## [What this task involves]
Among the lines of data below, reproduce only those from the one with "What to find: white daisy petal" through the one with "What to find: green foliage background", exactly as they stand, both ends included.

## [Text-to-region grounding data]
Segment Open

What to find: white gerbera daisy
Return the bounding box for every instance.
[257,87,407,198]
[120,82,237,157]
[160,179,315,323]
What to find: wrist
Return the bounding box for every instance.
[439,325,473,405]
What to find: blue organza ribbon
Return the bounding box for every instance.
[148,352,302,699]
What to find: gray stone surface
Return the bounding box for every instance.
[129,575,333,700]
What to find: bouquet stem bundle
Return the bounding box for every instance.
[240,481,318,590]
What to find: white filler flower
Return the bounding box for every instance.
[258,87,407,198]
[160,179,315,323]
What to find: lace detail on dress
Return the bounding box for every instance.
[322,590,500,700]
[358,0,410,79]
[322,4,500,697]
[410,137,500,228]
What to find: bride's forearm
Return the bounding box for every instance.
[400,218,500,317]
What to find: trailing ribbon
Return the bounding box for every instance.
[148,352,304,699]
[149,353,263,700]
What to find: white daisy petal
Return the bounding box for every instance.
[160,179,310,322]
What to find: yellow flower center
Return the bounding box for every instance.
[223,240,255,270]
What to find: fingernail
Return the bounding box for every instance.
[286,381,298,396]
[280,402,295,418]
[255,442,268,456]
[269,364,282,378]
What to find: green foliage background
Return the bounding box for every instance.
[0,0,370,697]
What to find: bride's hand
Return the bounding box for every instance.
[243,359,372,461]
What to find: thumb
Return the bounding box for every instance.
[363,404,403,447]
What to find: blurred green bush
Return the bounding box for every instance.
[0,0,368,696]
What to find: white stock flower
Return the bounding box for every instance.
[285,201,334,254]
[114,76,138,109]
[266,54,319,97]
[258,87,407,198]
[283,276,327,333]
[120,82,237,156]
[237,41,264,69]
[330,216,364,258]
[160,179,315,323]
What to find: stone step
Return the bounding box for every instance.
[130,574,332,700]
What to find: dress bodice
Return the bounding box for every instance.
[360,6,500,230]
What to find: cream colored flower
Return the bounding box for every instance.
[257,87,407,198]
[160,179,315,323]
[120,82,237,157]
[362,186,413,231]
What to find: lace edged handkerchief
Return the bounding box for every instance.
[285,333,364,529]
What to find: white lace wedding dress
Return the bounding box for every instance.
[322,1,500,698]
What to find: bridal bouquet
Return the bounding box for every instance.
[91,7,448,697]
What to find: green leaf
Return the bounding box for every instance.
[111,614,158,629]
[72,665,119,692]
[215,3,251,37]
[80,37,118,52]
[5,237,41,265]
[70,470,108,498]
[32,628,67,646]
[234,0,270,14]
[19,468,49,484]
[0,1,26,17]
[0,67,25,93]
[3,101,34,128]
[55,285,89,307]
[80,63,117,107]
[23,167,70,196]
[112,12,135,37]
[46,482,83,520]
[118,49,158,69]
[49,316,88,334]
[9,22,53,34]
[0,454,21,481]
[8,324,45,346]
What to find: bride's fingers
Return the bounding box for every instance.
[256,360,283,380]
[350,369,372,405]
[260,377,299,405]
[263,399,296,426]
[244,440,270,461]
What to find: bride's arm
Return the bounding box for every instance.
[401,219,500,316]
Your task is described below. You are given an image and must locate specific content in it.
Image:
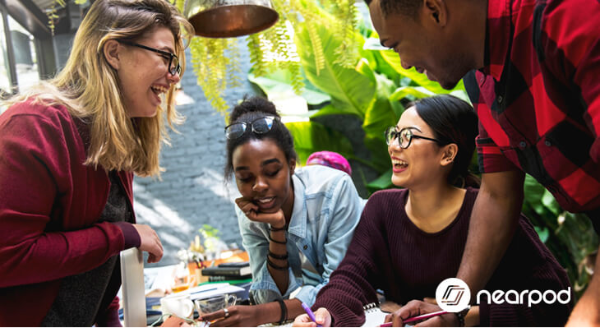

Segment Closed

## [Response area]
What to find: white daisy petal
Return the bounding box for every instance.
[160,179,310,322]
What to find: yellow flower center
Return the bounding box for every instance.
[223,240,255,270]
What to find: fingernail
Return the bounding box for every instance.
[286,381,298,396]
[280,402,295,418]
[255,442,268,456]
[269,364,282,378]
What to find: green foliage background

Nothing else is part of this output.